╭─ Passage shown

Among known sesquioxides, we have recently identified  the Er3+:Y2O3 crystal as the most suitable gain medium for ~3-μm laser operation. It is due to the fact that its maximum phonon energy is Ωmax = 591 cm−1  (~6 phonons per 4I11/2 − 4I13/2 energy gap of ΔE ≈3500 cm−1), which warrants the 4I11/2 ⇒ 4I13/2 transition in Er3+:Y2O3 to be predominantly radiative. The low-phonon host requirement is critical for Er-doped mid-IR lasers at ~3-μm for minimizing the upper laser level multi-phonon (non-radiative) decay rate, and, hence, maximizing the 4I11/2 upper laser level lifetime. The upper laser level lifetime for the Er3+(2at.%):Y2O3 was measured to be 2.4 and 4.2 ms for room and liquid nitrogen temperature (LNT), respectively . Among other known means to facilitate significant power scaling with good beam quality is cryogenic cooling of laser gain medium, benefits of which are presented in detail in [12, 13]. Using this approach we recently demonstrated diode-pumped cryogenically cooled ~2.7-μm Er3+:Y2O3 ceramic laser with ~1.6 W of CW output power and nearly diffraction-limited output, and this output was strictly pump power-limited . In addition to providing significant thermal management benefits, cryogenic cooling is known to cause significant narrowing of gain material’s emission and absorption features [12,13], which is also the case with Er3+:Y2O3 . So, nearly QD-limited 27.5% optical-to-optical slope efficiency in  was largely achieved due to implementation of sufficiently narrowband high power pump source, a surface-emitting distributed feedback (SE-DFB) laser diode (single emitter). The output spectral width of this SE-DFB pump, ~0.3 nm full width at half maximum (FWHM) at 974 nm described in , was almost a perfect match to the major absorption line of the Er3+:Y2O3 gain material at 77K . Significant power scaling of this nearly QD-limited efficiency Er3+:Y2O3 laser would require much more powerful and yet sufficiently narrowband pump source. Reported here are the results of further significant power scaling of diode-pumped Er3+:Y2O3 laser taking advantage of the development and implementation of advanced, power-scaled, SE-DFB pump source. Nearly 14 W of true CW output at ~2.7 μm was achieved with optical-to-optical slope efficiency of ~26%. We believe that this is the highest power ever reported from Er3+-doped bulk crystalline laser operating in a ~3-μm spectral range.

╰─
╭─ Entries shown

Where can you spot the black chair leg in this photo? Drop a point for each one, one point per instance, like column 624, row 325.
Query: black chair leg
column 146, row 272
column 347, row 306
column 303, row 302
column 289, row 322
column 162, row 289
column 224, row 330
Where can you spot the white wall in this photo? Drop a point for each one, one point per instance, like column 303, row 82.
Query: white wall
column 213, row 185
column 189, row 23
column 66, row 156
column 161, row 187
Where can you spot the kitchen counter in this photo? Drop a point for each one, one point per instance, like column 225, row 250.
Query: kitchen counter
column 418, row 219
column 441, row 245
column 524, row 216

╰─
╭─ Entries shown

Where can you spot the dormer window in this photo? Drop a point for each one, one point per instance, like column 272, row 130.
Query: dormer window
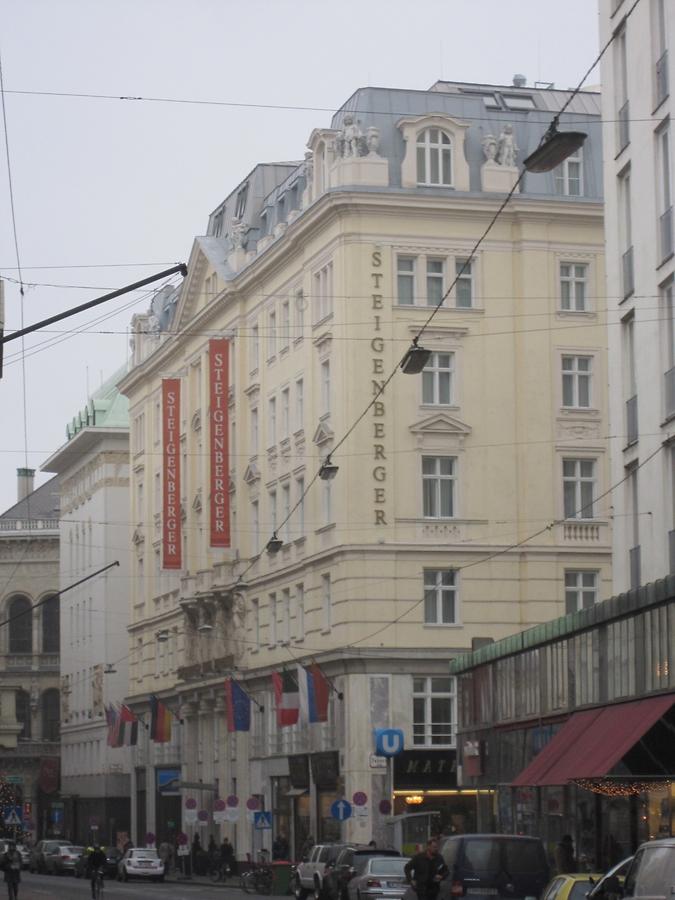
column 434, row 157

╰─

*Goal A:* Summarize the text on the erbium-doped yttria laser in two sentences.
*Goal B:* According to the text on the erbium-doped yttria laser, what was the measured upper laser level lifetime of Er3+(2at.%):Y2O3 at liquid nitrogen temperature?
*Goal C:* Continue the text on the erbium-doped yttria laser, starting after its final sentence.
The lines have no connection to the text on the erbium-doped yttria laser.

*Exercise result A:* The Er3+:Y2O3 crystal was identified as the most suitable gain medium for ~3-μm laser operation because its low maximum phonon energy makes the 4I11/2 ⇒ 4I13/2 transition predominantly radiative, and cryogenic cooling both aids power scaling and narrows its emission and absorption features. With an advanced, power-scaled surface-emitting distributed feedback pump source, the diode-pumped Er3+:Y2O3 laser reached nearly 14 W of true CW output at ~2.7 μm with ~26% slope efficiency, believed to be the highest power reported from an Er3+-doped bulk crystalline laser in the ~3-μm range.

*Exercise result B:* 4.2 ms.

*Exercise result C:*
2. Experimental details and results
In order to further power scale the Er3+:Y2O3 laser we designed and implemented the narrowband ~200-W SE-DFB pump laser. Power scaling from the original narrow-band 974 nm single-emitter pump source described in  was achieved by using a two-dimensional (2-D) array of SE-DFB single emitters. Surface emission from these diode lasers was achieved by using 2nd order surface grating which diffracts light normal to waveguide propagation direction. Their high spatial brightness was realized by using curved grating with the curvature that matched the phase of the propagating waves. An array of these single emitters was spatially combined and fiber-coupled. ZEMAX model of the combining architecture is shown in Fig. 1 . Each SE-DFB laser has an output beam which is naturally collimated in the longitudinal direction right out of the chip due to the second-order diffraction from the grating. In the lateral direction, it has an 8° full-angle divergence . Four columns and six rows of SE-DFB single emitters were arranged in a quasi-circular geometry to contain within an area encircled by the back-projected numerical aperture (NA) cone of the fiber as shown in Fig. 1(a). In each column, the devices were aligned along their longitudinal direction; hence, a single cylindrical lens was used per column to collimate all the devices as shown in Fig. 1(c). The output beams from the array were collimated in both directions after the four cylindrical lenses as shown in Fig. 1(b). Lateral cross-section of the beams is shown in Fig. 1(c). An aspheric lens was then used for fiber coupling the array emission into a 1000 μm 0.22 NA fiber. The total power out of fiber at 25°C on the laser heatsink was measured to be ~200 watts with the operating current of ~18 A.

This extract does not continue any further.